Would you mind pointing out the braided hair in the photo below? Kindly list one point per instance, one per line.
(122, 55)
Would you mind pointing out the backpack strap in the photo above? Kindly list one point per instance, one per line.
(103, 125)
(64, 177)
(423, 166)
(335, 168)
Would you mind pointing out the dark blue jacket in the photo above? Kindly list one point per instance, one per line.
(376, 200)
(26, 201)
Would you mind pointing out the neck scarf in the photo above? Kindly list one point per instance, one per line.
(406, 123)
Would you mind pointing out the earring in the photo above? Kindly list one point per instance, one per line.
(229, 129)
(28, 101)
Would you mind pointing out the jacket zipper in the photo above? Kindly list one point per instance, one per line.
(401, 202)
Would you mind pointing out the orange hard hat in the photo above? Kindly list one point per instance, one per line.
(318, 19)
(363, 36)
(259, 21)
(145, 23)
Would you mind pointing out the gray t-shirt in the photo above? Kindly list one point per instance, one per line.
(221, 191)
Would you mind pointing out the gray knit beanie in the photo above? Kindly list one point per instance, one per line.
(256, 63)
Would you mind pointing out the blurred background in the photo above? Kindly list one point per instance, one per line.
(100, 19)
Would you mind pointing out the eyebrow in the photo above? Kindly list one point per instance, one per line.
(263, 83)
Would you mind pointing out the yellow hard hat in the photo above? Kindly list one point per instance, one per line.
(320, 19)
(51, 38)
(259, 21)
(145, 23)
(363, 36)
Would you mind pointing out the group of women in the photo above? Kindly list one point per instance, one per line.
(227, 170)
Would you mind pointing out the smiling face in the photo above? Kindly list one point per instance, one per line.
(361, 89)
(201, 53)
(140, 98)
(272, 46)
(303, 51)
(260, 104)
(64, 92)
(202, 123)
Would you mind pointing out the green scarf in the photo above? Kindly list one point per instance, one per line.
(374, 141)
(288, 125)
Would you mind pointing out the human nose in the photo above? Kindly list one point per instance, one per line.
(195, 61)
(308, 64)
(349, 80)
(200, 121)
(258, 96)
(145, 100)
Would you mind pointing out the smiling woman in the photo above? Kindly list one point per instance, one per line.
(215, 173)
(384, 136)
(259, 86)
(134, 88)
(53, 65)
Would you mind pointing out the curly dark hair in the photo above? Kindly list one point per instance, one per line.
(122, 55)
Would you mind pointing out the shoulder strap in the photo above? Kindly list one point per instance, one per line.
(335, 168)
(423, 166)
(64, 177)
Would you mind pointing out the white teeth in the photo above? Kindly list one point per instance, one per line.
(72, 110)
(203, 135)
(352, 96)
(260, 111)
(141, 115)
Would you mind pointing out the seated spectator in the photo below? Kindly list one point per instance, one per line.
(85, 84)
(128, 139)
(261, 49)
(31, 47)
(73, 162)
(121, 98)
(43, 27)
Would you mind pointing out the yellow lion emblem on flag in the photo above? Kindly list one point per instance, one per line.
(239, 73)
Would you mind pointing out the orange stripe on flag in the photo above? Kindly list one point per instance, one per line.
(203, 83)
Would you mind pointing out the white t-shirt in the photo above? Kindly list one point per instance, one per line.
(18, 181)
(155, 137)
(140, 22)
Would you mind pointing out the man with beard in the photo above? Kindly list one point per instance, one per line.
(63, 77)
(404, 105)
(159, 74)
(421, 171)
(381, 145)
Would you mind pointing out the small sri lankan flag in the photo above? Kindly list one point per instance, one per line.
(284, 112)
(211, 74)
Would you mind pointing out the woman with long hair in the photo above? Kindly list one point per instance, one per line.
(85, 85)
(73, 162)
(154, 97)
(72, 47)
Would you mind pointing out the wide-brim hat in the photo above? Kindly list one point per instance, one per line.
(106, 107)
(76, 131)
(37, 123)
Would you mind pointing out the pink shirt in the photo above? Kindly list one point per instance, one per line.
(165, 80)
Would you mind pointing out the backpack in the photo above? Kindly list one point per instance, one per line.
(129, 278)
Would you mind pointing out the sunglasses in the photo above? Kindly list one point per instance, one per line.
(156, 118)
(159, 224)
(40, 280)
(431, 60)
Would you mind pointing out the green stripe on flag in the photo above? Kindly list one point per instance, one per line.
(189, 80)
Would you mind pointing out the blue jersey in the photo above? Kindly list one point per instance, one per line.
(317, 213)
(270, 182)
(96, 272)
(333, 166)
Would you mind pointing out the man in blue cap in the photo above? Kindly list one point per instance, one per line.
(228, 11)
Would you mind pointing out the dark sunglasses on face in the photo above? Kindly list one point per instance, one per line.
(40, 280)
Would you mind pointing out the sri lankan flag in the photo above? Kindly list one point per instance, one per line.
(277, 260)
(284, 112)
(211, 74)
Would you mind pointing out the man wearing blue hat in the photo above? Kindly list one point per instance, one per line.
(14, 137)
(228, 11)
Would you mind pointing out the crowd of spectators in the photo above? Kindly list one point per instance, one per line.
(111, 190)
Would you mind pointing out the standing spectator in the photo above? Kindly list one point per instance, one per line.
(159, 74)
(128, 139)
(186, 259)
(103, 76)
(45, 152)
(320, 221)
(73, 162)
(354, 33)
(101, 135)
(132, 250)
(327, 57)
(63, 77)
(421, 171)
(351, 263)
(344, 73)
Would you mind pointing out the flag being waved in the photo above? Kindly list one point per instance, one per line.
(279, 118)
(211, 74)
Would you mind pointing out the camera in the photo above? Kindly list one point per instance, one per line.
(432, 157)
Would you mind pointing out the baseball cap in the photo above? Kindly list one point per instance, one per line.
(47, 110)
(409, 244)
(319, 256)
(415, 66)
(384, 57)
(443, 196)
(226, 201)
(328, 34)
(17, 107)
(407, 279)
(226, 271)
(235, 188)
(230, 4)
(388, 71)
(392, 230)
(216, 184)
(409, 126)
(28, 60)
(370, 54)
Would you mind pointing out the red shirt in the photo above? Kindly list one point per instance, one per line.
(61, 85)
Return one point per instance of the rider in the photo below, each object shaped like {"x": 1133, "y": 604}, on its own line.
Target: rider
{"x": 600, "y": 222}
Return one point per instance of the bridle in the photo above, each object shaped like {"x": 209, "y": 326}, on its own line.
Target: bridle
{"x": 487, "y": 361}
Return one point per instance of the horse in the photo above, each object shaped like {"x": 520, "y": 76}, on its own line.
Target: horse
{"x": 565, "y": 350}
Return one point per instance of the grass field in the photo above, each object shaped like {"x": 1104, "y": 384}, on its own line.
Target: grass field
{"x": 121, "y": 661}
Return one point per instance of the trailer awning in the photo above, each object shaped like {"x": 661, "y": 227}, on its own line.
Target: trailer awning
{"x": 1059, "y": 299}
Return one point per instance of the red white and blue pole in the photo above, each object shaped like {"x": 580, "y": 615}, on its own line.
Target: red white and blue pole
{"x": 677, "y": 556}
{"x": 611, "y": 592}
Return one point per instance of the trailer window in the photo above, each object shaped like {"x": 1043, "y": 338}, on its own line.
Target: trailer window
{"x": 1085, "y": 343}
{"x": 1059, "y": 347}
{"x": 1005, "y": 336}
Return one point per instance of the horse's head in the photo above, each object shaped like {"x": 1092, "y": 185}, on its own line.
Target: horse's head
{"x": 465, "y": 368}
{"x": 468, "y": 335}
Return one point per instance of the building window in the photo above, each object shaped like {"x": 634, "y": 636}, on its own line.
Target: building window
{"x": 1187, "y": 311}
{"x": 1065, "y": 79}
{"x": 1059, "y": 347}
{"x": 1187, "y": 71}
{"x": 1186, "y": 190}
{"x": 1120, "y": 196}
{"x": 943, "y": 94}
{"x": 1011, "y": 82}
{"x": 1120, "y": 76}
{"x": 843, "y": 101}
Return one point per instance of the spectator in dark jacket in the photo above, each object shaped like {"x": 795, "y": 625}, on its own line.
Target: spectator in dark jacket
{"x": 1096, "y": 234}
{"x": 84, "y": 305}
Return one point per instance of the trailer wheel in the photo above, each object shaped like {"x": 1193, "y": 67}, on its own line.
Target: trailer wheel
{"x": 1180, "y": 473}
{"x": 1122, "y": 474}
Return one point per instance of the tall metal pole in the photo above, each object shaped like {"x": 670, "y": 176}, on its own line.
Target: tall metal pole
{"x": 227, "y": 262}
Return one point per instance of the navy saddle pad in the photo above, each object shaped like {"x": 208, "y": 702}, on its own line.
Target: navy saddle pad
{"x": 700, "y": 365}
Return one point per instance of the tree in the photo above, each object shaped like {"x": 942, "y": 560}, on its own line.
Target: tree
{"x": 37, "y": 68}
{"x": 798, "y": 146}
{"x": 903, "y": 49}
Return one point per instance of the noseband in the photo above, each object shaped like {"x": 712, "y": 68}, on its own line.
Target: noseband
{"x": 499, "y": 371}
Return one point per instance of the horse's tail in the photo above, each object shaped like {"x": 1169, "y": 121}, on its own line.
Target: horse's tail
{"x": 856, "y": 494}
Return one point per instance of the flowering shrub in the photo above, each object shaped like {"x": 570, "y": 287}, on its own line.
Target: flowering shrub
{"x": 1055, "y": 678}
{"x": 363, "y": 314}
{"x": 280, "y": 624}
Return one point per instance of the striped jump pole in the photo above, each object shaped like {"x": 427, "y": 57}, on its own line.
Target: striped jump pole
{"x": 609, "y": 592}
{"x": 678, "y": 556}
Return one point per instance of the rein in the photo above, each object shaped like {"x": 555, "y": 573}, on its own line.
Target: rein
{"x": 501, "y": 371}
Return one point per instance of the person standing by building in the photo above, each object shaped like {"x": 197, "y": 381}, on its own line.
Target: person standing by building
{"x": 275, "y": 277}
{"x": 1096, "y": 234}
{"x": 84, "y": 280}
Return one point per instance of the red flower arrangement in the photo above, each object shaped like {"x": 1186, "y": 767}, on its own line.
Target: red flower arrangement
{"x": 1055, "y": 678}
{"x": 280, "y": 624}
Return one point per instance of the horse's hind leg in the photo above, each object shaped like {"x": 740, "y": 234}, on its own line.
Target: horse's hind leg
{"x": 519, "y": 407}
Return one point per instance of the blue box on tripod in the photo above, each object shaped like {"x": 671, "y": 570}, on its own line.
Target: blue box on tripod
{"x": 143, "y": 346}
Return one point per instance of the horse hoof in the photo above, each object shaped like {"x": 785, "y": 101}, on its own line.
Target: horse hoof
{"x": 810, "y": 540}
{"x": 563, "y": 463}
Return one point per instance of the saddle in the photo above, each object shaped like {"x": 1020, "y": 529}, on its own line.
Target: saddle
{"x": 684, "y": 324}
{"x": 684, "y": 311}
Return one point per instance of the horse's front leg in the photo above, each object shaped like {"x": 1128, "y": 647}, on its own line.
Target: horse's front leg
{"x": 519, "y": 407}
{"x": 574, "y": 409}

☆ ☆ ☆

> [WHAT NEEDS TO BE DONE]:
Look above for the line containing "Target: red flower arrangement". Output from there through the line containing "Return one point per instance of the blue", exactly and inclusively.

> [YOUR SOLUTION]:
Target: red flower arrangement
{"x": 1055, "y": 678}
{"x": 280, "y": 624}
Return one point per instance of the horse's hind leg in the photo above, each object shaped like {"x": 740, "y": 234}, on its own line.
Target: horse's hind leg
{"x": 519, "y": 407}
Return one point per instance of the blue box on tripod in the photo above, each object shaped like {"x": 671, "y": 570}, on its own line.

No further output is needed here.